### EXTRAIT SOURCE
# # # # #
Avant 1914, le conseil de révision revêtait beaucoup de solennité, de même que
le départ sous les drapeaux. Les conscrits de Fougerolles assistaient à une
messe, au cours de laquelle le curé bénissait le drapeau de la classe, et ils
entonnaient l’hymne à la gloire de Dieu et de la Patrie intitulé Enfants de
France. Citons le refrain de ce chant très édifiant :
« Enfants de France
Notre espérance
Vers l’avenir concentre nos
efforts
Fils de l’Église
Notre devise
C’est l’unité qui seule fait
les forts. »
La flamme
patriotique était entretenue dans la famille Leyval
par ma tante Gabrielle et par maman. C’est par elles que j’ai appris dès mon
plus jeune âge les chants guerriers de la Troisième République comme Vous
n’aurez pas l’Alsace et la Lorraine, Le Chant du Départ, Le rêve
passe.
Ma mère
avait appris tous ces airs à l’École Normale avant 1914 et enseignait certains
d’entre eux à ses élèves.
Les
sobriquets militaires étaient nombreux à Fougerolles. Certaines familles
s’appelaient Soldat, Tambour, Dragon, Sous-off ou Capitaine,
d’autres Caporal, Sergent, l’Artilleur ou Chasseur.
Le surnom de Tonkin rappelait la conquête de l’Indochine, et le
Cosaque n’était autre que mon ancêtre Nurdin
parti en 1812 avec la Grande Armée.
Cela dit, quelques
hommes de la famille ont échappé au service militaire, soit qu’ils aient été
dispensés pour avoir tiré le bon numéro comme mon grand-père Henri Nurdin, dit Henri du Cosaque, soit qu’ils se soient
rachetés comme son père Isidore Nurdin, qui vendit un
champ pour éviter de partir pour sept ans sous Napoléon III. Ma grand-mère
Marie a connu son grand-père, qui s’était marié pour ne pas être mobilisé sous
Napoléon I. Car si les jeunes campagnards étaient fiers de servir sous
l’uniforme, l’exploitation de leurs terres était une priorité absolue. Quant
aux autres, ceux qui n’avaient rien, ils s’engageaient comme remplaçants et
gagnaient ainsi un peu d’argent. Plusieurs cousins de ma grand-mère sont ainsi
partis faire les guerres coloniales, avant de revenir au pays avec une petite
pension militaire.
# # # # #
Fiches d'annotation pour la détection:
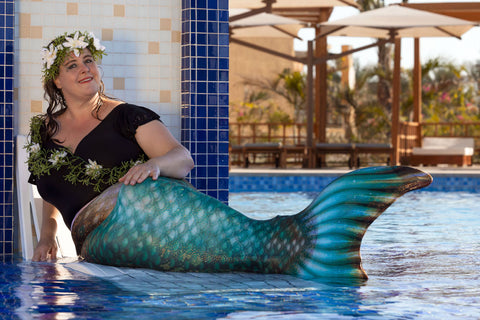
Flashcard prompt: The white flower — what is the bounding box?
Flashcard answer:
[85,159,103,178]
[88,32,105,51]
[42,44,57,69]
[28,143,40,154]
[63,31,88,57]
[48,150,67,166]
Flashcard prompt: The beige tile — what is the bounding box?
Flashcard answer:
[148,41,160,54]
[30,100,42,113]
[19,13,31,27]
[160,19,172,30]
[172,31,182,43]
[102,29,113,41]
[67,2,78,16]
[19,26,30,38]
[30,26,43,39]
[160,90,172,102]
[113,78,125,90]
[113,4,125,17]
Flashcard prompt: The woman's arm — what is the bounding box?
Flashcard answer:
[32,200,62,261]
[120,121,194,185]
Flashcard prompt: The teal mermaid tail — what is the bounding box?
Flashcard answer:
[72,167,431,278]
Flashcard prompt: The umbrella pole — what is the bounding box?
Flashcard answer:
[390,38,402,165]
[307,40,314,168]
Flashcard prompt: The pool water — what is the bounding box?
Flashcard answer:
[0,191,480,319]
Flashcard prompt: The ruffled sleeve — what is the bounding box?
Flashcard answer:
[116,104,161,140]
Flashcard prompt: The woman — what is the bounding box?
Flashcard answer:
[28,32,431,278]
[29,31,193,261]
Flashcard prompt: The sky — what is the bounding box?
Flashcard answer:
[295,0,480,68]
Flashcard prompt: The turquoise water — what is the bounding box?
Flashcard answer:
[0,192,480,319]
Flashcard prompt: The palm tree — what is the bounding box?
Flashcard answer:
[357,0,393,112]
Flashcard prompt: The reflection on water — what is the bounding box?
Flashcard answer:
[0,192,480,319]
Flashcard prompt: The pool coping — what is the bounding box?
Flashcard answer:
[229,166,480,193]
[230,166,480,177]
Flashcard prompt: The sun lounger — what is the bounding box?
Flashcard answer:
[315,143,355,169]
[354,143,393,167]
[410,137,475,166]
[243,142,282,168]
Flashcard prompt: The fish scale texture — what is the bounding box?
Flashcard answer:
[82,178,314,273]
[78,167,432,279]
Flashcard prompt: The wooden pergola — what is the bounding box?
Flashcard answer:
[231,0,480,164]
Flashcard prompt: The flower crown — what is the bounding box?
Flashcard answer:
[42,31,106,83]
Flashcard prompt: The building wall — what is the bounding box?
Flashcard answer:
[15,0,181,138]
[229,37,303,122]
[0,0,228,257]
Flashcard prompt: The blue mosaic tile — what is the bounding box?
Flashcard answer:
[229,175,480,192]
[182,0,229,201]
[0,0,15,259]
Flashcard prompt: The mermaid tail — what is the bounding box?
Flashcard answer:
[72,167,431,278]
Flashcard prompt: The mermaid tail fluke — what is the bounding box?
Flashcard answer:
[73,167,431,278]
[297,167,432,278]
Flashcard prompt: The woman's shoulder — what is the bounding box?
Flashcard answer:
[111,102,160,119]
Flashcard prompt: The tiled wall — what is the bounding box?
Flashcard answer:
[0,0,228,257]
[182,0,229,202]
[0,0,15,260]
[15,0,182,139]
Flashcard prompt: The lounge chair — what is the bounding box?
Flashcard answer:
[410,137,475,166]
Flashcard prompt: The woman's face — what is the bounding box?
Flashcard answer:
[54,49,101,100]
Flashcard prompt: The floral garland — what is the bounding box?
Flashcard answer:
[42,31,106,83]
[24,116,146,192]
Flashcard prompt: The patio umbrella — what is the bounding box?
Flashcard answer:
[229,0,358,9]
[229,8,305,38]
[318,5,475,164]
[318,5,474,38]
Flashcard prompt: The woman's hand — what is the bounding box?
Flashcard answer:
[119,121,193,185]
[32,238,58,261]
[119,159,160,186]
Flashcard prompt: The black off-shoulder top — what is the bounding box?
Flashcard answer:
[29,103,160,228]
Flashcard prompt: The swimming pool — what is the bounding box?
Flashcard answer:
[0,191,480,319]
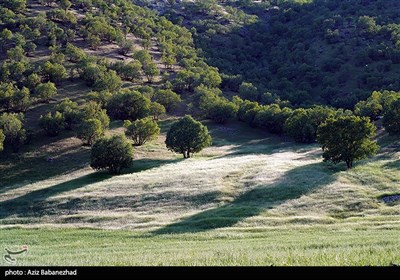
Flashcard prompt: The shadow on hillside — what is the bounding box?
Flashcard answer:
[0,172,111,219]
[0,159,178,219]
[153,160,336,234]
[0,146,90,194]
[383,159,400,169]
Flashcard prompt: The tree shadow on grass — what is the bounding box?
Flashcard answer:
[0,159,178,219]
[152,163,336,234]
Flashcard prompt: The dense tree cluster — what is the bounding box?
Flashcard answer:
[179,0,400,109]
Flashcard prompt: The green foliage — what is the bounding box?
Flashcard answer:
[284,106,338,143]
[24,73,41,91]
[124,118,160,146]
[112,60,142,82]
[0,129,6,152]
[153,89,182,112]
[90,135,133,174]
[55,98,80,130]
[318,116,379,168]
[354,91,383,121]
[43,61,67,84]
[383,99,400,135]
[77,119,104,146]
[165,116,212,158]
[107,90,150,121]
[94,70,123,92]
[35,82,57,103]
[254,104,292,134]
[65,43,87,63]
[81,101,110,130]
[39,111,64,137]
[0,113,26,152]
[11,87,31,112]
[207,100,238,124]
[239,82,259,101]
[149,102,166,120]
[0,83,31,112]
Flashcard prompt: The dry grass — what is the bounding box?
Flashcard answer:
[0,120,400,233]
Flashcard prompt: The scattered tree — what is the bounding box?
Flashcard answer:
[153,89,181,112]
[77,119,104,146]
[107,90,150,121]
[0,129,6,152]
[124,118,160,146]
[317,116,379,168]
[165,116,212,158]
[149,102,165,121]
[90,135,133,174]
[35,82,57,103]
[0,113,26,152]
[383,99,400,135]
[39,112,64,137]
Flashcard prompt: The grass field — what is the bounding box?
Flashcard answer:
[0,120,400,265]
[0,227,400,266]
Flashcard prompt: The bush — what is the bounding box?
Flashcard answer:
[0,113,26,152]
[81,101,110,130]
[39,112,64,137]
[383,99,400,135]
[207,100,238,124]
[77,119,104,146]
[90,135,133,174]
[0,129,6,152]
[165,116,212,158]
[55,98,80,130]
[35,82,57,103]
[124,118,160,146]
[239,82,259,101]
[318,116,379,168]
[150,102,166,120]
[107,90,150,121]
[153,89,181,112]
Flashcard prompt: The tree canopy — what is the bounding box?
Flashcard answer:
[165,116,212,158]
[318,116,379,168]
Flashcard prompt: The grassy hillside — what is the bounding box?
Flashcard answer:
[0,120,400,265]
[0,0,400,265]
[0,227,400,266]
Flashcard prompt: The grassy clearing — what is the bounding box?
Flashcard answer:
[0,226,400,266]
[0,120,400,265]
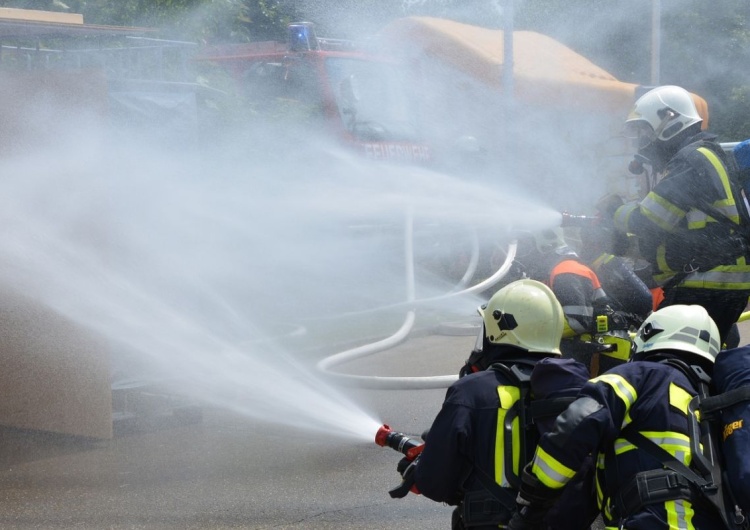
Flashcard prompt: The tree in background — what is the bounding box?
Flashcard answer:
[0,0,750,141]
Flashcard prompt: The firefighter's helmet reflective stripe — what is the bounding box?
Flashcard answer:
[624,85,703,144]
[479,279,564,355]
[634,305,721,362]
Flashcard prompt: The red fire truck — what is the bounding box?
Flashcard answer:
[196,22,432,164]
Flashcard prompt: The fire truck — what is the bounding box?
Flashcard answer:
[196,22,432,165]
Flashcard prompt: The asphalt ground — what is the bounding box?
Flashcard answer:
[0,323,750,530]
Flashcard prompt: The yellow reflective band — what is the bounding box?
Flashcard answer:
[591,374,638,413]
[495,385,521,487]
[664,499,695,530]
[600,335,632,361]
[531,446,576,489]
[641,191,685,232]
[669,383,693,416]
[697,147,740,214]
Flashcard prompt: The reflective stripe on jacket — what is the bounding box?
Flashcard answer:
[615,135,750,290]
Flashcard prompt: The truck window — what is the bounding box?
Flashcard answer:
[326,57,417,141]
[242,58,323,121]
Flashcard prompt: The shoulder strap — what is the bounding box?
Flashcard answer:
[700,386,750,419]
[622,427,713,484]
[490,362,534,490]
[678,140,750,241]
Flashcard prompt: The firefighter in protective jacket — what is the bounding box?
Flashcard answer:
[518,227,630,373]
[414,279,595,530]
[614,86,750,342]
[510,305,725,530]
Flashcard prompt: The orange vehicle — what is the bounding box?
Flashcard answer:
[196,22,432,164]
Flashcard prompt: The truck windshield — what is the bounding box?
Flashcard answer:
[326,57,418,141]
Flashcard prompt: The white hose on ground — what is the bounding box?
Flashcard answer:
[317,209,516,390]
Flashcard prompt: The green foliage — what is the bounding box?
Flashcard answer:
[0,0,750,141]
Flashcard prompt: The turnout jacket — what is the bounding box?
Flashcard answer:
[548,258,607,338]
[615,133,750,290]
[415,356,596,530]
[531,361,724,530]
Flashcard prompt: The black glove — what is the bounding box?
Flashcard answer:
[508,464,562,530]
[396,457,414,478]
[388,456,419,499]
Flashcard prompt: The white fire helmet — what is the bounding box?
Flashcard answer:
[533,226,577,257]
[478,279,565,355]
[633,305,721,363]
[624,85,703,149]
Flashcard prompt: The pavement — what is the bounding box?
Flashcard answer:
[0,316,750,530]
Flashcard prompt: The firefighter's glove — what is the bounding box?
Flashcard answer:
[508,464,560,530]
[388,456,419,499]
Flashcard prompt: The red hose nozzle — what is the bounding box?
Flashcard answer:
[375,425,424,460]
[375,424,393,447]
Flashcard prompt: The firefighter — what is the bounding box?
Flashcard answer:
# # # # #
### LE PROBLÈME
Relevez tel quel tout le passage de l'extrait, depuis « Cela dit, quelques » jusqu'à « pension militaire. » inclus. Appuyez-vous uniquement sur l'extrait.

### RÉPONSE
Cela dit, quelques
hommes de la famille ont échappé au service militaire, soit qu’ils aient été
dispensés pour avoir tiré le bon numéro comme mon grand-père Henri Nurdin, dit Henri du Cosaque, soit qu’ils se soient
rachetés comme son père Isidore Nurdin, qui vendit un
champ pour éviter de partir pour sept ans sous Napoléon III. Ma grand-mère
Marie a connu son grand-père, qui s’était marié pour ne pas être mobilisé sous
Napoléon I. Car si les jeunes campagnards étaient fiers de servir sous
l’uniforme, l’exploitation de leurs terres était une priorité absolue. Quant
aux autres, ceux qui n’avaient rien, ils s’engageaient comme remplaçants et
gagnaient ainsi un peu d’argent. Plusieurs cousins de ma grand-mère sont ainsi
partis faire les guerres coloniales, avant de revenir au pays avec une petite
pension militaire.